> [Aim of the task]: Can you copy out the data exactly? Leave the images out.

— START —

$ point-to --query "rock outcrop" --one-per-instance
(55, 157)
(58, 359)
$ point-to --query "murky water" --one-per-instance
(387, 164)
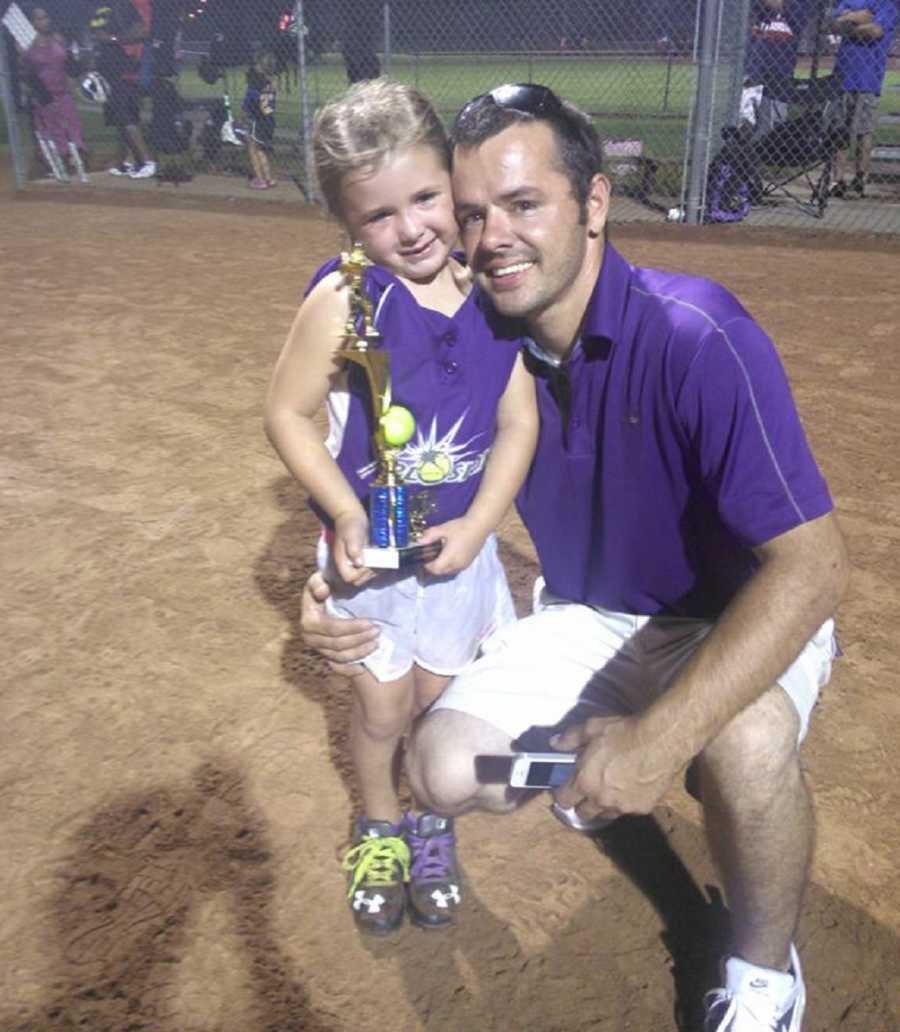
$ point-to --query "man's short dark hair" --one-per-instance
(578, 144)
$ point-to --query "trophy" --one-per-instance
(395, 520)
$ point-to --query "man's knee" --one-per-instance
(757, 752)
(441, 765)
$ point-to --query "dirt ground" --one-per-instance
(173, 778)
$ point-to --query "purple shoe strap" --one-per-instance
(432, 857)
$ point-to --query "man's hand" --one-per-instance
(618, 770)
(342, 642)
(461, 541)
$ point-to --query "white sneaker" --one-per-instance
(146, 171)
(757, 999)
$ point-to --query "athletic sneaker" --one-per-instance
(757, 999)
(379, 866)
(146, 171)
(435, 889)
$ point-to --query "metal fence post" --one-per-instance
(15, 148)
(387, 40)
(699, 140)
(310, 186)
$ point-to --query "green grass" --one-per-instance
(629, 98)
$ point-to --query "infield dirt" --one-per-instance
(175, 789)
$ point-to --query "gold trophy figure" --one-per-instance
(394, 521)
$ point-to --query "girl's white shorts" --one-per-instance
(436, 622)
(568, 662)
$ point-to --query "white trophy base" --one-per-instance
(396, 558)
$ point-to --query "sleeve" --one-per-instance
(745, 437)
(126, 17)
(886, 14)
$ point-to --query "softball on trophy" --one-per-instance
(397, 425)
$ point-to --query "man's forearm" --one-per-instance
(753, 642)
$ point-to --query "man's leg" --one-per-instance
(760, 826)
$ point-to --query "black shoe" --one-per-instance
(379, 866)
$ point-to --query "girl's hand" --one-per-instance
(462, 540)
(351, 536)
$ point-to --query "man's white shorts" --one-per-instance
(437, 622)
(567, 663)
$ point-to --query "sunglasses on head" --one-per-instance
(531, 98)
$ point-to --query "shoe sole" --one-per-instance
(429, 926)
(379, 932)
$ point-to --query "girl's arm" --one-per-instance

— END —

> [Response]:
$ point-to --query "rock outcrop" --one-per-instance
(55, 157)
(58, 359)
$ point-to --query "murky water" --one-per-instance
(387, 164)
$ point-to --query "man's short dark hair" --one-per-instance
(578, 144)
$ point-to --query "trophy" --one-per-instance
(395, 520)
$ point-to --query "man's knee" --one-per-instance
(757, 752)
(441, 765)
$ point-to --query "dirt ground" --one-per-instance
(173, 778)
$ point-to --query "purple shoe strap" --one-per-instance
(432, 857)
$ point-to --query "man's hand" --one-per-instance
(618, 770)
(342, 642)
(461, 541)
$ point-to --query "white sneaker" --one-per-instance
(146, 171)
(757, 999)
$ point-to --query "athletic sneaker" --one-per-instance
(757, 999)
(379, 866)
(146, 171)
(435, 889)
$ point-to --query "metal fence post" --one-per-instance
(15, 148)
(387, 40)
(699, 140)
(310, 186)
$ point-to --query "green grass" --one-per-instance
(629, 98)
$ point-to --query "infield dirt" --one-per-instance
(175, 789)
$ point-to --query "gold trophy figure" --one-per-instance
(394, 521)
$ point-to --query "girl's white shorts" --one-per-instance
(436, 622)
(568, 662)
$ point-to --query "white trophy base" --one-per-instance
(396, 558)
$ point-to --query "sleeve" --one-per-instance
(745, 437)
(126, 17)
(886, 14)
$ point-to --query "softball on trophy" --one-per-instance
(397, 425)
$ point-to --query "man's forearm" --one-per-instance
(753, 642)
$ point-to --query "man's leg" --one-per-instance
(760, 826)
$ point-to --query "black shoe" --one-per-instance
(379, 866)
$ point-to --query "girl's hand" --one-per-instance
(462, 540)
(351, 536)
$ point-to --query "man's white shorts" --one-per-instance
(437, 622)
(567, 663)
$ point-to --query "sunglasses on head" --one-per-instance
(531, 98)
$ point-to --query "shoe sole" --one-per-instance
(429, 926)
(379, 932)
$ point-to --query "girl's arm" --one-per-instance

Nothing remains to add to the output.